**Assignment:** Your answer should be every line of the records that contains the word "below", copied as it stands.
^^^^^^^^^^^^^^^^
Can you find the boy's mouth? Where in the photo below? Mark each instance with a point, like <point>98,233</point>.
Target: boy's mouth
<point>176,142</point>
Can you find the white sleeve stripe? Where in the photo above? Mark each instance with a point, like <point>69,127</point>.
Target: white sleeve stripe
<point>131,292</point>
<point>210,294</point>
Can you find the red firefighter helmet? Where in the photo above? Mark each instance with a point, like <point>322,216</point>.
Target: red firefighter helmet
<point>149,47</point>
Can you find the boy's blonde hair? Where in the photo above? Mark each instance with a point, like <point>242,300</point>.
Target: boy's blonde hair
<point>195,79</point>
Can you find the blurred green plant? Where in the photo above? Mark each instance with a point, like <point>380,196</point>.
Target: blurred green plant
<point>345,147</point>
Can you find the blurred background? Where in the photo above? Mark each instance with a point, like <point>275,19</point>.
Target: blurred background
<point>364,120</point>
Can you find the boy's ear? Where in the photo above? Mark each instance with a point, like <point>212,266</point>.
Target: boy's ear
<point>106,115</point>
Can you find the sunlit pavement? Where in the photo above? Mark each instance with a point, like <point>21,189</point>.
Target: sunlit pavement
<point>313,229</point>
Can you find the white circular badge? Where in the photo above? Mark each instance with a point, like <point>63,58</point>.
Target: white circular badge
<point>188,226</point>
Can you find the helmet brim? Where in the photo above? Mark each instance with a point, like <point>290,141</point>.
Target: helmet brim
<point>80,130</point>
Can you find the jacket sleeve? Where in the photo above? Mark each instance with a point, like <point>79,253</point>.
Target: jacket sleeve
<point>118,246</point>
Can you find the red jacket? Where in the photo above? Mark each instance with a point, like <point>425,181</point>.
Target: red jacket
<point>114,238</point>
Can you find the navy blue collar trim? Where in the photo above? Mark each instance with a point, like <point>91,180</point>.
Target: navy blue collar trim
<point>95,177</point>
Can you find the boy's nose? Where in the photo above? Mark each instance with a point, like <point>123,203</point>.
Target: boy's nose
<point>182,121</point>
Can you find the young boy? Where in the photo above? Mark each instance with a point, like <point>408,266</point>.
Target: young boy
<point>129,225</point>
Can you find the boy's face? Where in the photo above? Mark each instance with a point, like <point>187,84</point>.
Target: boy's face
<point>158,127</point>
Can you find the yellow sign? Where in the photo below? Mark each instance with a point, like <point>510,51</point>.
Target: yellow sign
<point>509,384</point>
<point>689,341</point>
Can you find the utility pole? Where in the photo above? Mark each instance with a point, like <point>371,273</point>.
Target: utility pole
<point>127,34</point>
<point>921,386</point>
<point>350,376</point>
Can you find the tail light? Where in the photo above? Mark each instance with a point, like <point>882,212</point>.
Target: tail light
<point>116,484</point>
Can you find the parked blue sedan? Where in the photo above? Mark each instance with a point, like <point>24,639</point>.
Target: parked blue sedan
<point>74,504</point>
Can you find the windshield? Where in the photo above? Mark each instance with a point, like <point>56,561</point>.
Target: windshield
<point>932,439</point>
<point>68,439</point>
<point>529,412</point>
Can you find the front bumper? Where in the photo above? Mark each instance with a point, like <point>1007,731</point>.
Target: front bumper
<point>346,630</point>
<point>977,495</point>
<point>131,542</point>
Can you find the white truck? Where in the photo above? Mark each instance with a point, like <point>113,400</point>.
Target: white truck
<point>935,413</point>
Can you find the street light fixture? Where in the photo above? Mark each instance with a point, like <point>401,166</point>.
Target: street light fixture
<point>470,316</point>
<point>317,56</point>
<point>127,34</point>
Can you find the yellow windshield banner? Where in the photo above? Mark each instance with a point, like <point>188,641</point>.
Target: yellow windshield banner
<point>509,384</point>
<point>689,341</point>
^^^^^^^^^^^^^^^^
**Response:**
Can you find the boy's mouth? Where in the photo below? Mark each instance with a point, like <point>98,233</point>.
Can you find the yellow sign? Where in the photo below? Mark each instance with a point, like <point>510,51</point>.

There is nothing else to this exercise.